Work required →
Across all the records below, how many lines contain "yellow"? Respond with only the number.

-------

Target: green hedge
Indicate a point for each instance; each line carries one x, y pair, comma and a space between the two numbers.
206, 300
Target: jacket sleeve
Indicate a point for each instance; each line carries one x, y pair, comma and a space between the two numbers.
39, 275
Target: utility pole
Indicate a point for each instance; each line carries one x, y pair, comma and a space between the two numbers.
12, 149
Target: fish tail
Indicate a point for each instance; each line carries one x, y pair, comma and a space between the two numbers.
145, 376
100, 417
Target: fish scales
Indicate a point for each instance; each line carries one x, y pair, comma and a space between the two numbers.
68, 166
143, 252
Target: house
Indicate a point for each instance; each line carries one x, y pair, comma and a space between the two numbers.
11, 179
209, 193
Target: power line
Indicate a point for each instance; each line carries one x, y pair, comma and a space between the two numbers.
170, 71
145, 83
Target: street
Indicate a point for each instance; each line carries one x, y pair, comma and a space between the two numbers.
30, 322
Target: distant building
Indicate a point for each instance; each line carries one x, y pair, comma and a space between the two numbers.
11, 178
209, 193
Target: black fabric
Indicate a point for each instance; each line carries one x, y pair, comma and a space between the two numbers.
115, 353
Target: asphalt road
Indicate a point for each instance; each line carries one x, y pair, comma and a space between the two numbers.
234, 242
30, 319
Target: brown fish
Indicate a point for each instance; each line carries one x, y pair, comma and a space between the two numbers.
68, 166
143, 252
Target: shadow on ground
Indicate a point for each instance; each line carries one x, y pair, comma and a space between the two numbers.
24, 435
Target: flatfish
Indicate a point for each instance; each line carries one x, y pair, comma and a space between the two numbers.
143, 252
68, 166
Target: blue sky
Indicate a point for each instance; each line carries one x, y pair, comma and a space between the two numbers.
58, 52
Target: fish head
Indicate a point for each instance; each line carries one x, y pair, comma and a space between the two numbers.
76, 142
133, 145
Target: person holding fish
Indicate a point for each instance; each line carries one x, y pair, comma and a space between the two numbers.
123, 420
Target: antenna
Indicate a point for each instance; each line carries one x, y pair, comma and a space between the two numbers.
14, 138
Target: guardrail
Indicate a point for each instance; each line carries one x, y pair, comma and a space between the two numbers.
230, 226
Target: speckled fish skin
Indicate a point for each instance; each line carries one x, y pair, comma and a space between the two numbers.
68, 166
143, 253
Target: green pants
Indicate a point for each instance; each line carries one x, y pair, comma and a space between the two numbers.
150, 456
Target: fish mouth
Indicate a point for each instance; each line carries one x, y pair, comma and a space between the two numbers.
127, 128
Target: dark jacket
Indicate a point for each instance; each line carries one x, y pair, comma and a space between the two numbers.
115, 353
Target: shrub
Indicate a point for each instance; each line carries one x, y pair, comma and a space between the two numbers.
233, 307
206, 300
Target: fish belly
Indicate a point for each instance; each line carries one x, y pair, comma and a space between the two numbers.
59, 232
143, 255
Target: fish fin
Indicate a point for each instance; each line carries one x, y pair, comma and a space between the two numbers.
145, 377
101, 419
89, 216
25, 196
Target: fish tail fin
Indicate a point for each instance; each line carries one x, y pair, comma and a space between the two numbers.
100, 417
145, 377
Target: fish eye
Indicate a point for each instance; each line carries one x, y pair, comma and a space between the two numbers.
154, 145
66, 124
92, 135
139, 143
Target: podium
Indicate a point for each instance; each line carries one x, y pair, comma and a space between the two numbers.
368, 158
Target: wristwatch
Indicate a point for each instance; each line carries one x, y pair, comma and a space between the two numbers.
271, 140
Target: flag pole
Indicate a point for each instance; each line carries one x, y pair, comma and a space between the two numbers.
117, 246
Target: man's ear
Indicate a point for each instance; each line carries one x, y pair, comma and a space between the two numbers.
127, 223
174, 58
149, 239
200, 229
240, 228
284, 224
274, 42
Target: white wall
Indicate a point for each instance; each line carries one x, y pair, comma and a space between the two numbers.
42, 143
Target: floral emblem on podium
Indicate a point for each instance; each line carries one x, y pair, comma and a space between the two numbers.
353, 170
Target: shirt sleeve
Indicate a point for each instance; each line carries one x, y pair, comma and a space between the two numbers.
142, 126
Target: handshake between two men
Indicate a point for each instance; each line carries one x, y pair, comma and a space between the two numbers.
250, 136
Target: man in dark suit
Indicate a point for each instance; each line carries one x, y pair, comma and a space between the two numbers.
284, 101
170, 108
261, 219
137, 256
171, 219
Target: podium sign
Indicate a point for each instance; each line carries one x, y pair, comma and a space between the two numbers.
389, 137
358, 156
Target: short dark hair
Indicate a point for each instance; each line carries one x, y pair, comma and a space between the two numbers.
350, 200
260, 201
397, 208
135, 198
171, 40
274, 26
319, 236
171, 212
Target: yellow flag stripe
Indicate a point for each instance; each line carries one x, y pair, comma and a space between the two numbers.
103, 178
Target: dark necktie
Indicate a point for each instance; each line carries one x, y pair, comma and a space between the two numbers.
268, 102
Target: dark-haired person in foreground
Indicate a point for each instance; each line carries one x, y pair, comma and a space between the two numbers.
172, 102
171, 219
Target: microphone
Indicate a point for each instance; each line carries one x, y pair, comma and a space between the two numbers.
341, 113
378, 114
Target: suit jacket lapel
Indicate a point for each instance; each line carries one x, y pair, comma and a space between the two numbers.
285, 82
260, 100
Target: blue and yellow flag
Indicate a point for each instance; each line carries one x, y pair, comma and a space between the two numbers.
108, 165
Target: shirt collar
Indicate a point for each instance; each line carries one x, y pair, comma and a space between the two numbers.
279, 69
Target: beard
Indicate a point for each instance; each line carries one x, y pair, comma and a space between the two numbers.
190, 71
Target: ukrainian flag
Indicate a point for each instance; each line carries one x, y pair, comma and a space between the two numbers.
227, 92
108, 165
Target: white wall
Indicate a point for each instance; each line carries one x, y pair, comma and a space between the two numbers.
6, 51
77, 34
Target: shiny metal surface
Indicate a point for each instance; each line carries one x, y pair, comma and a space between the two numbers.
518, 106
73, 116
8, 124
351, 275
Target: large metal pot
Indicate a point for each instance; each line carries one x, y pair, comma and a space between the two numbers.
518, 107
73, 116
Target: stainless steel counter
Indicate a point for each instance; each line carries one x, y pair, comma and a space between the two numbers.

-------

Expected answer →
2